> _Exercises_:
- A) Duplicate the passage of the Omicron sub-lineages article starting at "New Omicron sub-lineages, discovered" and ending at "de Oliveira said.".
- B) Write the next part of the Omicron sub-lineages article, picking up from its last sentence.

The BA.4 and BA.5 sub-lineages appear to be more infectious than the earlier BA.2 lineage, which itself was more infectious than the original Omicron variant, Tulio de Oliveira, the head of the institutes

JOHANNESBURG:

New Omicron sub-lineages, discovered by South African scientists this month, are likely able to evade vaccines and natural immunity from prior infections, the head of gene sequencing units that produced a study on the strains said.

The BA.4 and BA.5 sub-lineages appear to be more infectious than the earlier BA.2 lineage, which itself was more infectious than the original Omicron variant, Tulio de Oliveira, the head of the institutes, said.

With almost all South Africans either having been vaccinated against the coronavirus or having had a prior infection the current surge in cases means that the strains are more likely to be capable of evading the body’s defences rather than simply being more transmissible, de Oliveira said.

There are “mutations in the lineages that allow the virus to evade immunity”, he said in a response to queries.

“We expect that it can cause re-infections and it can break through some vaccines, because that’s the only way something can grow in South Africa where we estimate that more than 90 per cent of the population has a level of immune protection.”

Early Warning
South Africa is seen as a key harbinger of how the Omicron variant and its sub-lineages are likely to play out in the rest of the world.

South African and Botswanan scientists discovered Omicron in November and South Africa was the first country to experience a major surge of infections as a result of the variant.

> _Free-text descriptions of objects_:
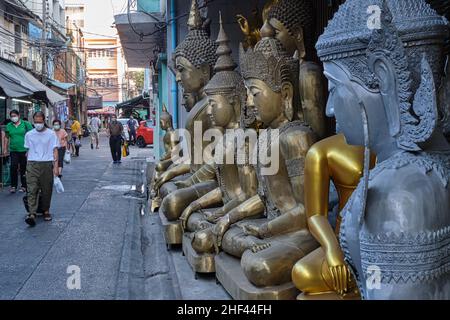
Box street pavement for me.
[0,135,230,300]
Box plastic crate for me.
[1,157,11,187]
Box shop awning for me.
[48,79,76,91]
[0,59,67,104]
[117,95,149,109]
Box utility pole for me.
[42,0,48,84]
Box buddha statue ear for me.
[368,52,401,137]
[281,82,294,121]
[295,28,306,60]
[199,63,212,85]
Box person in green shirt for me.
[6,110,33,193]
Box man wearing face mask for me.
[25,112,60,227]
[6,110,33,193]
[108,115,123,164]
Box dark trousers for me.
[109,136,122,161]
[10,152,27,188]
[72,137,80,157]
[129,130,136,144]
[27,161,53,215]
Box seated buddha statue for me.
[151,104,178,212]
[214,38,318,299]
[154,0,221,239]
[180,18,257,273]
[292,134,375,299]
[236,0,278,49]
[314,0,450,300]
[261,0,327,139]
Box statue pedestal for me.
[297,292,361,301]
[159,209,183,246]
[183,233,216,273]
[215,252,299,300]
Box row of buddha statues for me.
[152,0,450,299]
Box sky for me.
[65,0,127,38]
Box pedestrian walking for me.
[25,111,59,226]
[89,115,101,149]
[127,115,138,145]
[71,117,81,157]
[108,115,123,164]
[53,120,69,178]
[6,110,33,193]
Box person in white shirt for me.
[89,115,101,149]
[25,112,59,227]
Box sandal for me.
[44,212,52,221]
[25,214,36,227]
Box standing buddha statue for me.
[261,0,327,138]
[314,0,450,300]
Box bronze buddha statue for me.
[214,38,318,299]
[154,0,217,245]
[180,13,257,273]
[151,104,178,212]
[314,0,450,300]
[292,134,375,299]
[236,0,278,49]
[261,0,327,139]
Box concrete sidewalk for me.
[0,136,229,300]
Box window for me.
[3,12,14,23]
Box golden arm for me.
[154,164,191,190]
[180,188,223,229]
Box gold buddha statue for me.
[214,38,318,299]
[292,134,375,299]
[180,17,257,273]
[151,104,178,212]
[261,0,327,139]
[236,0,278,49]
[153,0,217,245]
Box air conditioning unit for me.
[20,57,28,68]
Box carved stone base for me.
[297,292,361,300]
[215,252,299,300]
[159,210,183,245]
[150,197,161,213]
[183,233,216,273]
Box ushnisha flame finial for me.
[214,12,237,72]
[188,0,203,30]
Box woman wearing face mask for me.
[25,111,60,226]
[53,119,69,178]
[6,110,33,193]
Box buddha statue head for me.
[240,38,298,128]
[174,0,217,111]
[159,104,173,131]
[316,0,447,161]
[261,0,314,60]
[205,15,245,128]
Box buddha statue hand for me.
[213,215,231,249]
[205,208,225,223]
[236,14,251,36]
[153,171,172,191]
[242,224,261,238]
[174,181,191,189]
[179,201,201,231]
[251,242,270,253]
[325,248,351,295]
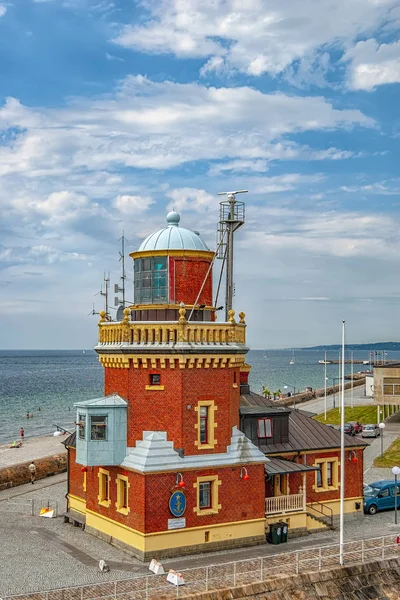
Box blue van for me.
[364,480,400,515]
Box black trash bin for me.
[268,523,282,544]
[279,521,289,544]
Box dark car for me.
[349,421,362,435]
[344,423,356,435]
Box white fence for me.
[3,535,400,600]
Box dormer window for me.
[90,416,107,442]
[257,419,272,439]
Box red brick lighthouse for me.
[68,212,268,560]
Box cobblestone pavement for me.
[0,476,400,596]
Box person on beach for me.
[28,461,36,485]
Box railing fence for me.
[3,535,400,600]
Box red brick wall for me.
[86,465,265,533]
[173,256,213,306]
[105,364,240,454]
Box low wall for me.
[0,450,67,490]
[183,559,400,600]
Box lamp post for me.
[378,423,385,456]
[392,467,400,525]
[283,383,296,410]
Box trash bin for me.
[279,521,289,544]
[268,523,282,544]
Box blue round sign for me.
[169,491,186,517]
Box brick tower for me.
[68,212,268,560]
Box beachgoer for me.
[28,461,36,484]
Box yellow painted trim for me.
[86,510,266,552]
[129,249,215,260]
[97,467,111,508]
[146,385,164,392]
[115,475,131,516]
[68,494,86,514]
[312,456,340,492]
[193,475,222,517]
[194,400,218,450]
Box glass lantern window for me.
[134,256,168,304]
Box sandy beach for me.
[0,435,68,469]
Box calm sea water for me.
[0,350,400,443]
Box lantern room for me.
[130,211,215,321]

> _Answers by item_:
- A)
New Omicron sub-lineages, discovered by South African scientists this month, are likely able to evade vaccines and natural immunity from prior infections, the head of gene sequencing units that produced a study on the strains said.

The BA.4 and BA.5 sub-lineages appear to be more infectious than the earlier BA.2 lineage, which itself was more infectious than the original Omicron variant, Tulio de Oliveira, the head of the institutes, said.

With almost all South Africans either having been vaccinated against the coronavirus or having had a prior infection the current surge in cases means that the strains are more likely to be capable of evading the body’s defences rather than simply being more transmissible, de Oliveira said.

- B)
The new sub-lineages account for about 70 per cent of new coronavirus cases in South Africa, de Oliveira said in a series of Twitter postings.

“Our main scenario for Omicron BA.4 and BA.5 is that it increases infections but that does not translate into large hospitalisations and deaths,” he said.

South Africa recorded 4,146 new cases with a test positivity rate of 18.3 per cent on Thursday (April 28). That compares with 581 cases and a positivity rate of 4.5 per cent on March 28.

Waasila Jassat, a public health specialist at the National Institute of Communicable Diseases, said on a conference call that hospitalisations are rising but there is yet to be a significant rise in deaths.

The sub-lineages have been detected in seven of South Africa’s nine provinces and 20 countries worldwide.

“There is quite a lot of diversity in this Omicron family of lineages,” Richard Lessells, an infectious disease specialist at the KRISP genomics institute, said on the conference call on Friday. This could explain why the newly identified sub-lineages are causing an upsurge infections, he said.